Directions for this task.
Omit the pictures, then reproduce every remaining record exactly.

Entries shown.
::::::

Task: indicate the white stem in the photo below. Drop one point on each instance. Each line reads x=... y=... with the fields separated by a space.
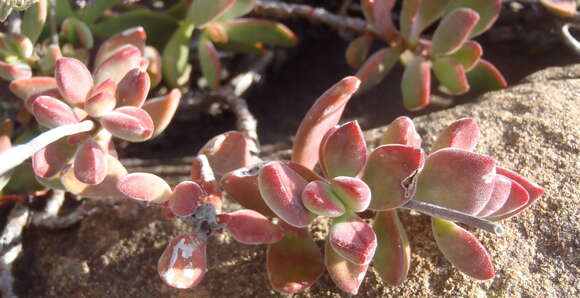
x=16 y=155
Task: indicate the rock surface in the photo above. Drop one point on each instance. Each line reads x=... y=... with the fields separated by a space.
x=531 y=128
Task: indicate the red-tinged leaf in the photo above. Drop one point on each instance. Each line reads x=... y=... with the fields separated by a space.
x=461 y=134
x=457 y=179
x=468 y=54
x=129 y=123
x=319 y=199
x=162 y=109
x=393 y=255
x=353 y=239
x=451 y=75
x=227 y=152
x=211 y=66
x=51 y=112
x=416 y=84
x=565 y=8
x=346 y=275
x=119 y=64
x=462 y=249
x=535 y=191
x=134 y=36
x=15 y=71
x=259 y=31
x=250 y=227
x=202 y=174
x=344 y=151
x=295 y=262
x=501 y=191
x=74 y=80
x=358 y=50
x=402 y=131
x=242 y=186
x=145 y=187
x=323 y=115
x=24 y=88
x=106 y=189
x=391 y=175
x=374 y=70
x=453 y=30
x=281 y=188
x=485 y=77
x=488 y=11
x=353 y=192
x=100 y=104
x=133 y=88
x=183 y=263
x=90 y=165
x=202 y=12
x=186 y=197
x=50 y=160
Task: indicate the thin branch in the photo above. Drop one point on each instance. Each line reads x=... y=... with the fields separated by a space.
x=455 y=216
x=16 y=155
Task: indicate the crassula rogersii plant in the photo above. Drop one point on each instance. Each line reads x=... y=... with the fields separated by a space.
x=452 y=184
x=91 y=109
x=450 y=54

::::::

Answer space.
Task: indicate the white stem in the photo below. Drop one point on each instance. Each line reads x=... y=... with the fields separated by a space.
x=16 y=155
Task: indicate the rock surface in the photo above. Drop one point on each instance. Each line reads x=... y=... with the fields separated by a space.
x=531 y=128
Task: indicate the red-tinged leaf in the photo above. Drop one point on each instance. Each line reads x=... y=... with the fields separated by a space.
x=461 y=134
x=457 y=179
x=468 y=54
x=129 y=123
x=319 y=199
x=162 y=109
x=393 y=255
x=353 y=239
x=451 y=75
x=227 y=152
x=211 y=66
x=51 y=112
x=416 y=84
x=565 y=8
x=346 y=275
x=119 y=64
x=462 y=249
x=535 y=191
x=134 y=36
x=15 y=71
x=259 y=31
x=250 y=227
x=202 y=174
x=344 y=151
x=295 y=262
x=501 y=191
x=74 y=80
x=358 y=50
x=402 y=131
x=242 y=186
x=145 y=187
x=323 y=115
x=24 y=88
x=106 y=189
x=391 y=175
x=374 y=70
x=453 y=30
x=281 y=188
x=485 y=77
x=488 y=11
x=353 y=192
x=100 y=104
x=133 y=88
x=183 y=263
x=90 y=165
x=202 y=12
x=186 y=197
x=50 y=160
Task: indicate the thin branch in the photo above. Drop one point on each instance. Each line reads x=... y=... with the fields separated by a space.
x=455 y=216
x=16 y=155
Task: indicate the crassula rogersii plant in the photo above. Drop one point on each instance. Each line reads x=... y=... with the fields separated by a space.
x=452 y=184
x=91 y=109
x=450 y=54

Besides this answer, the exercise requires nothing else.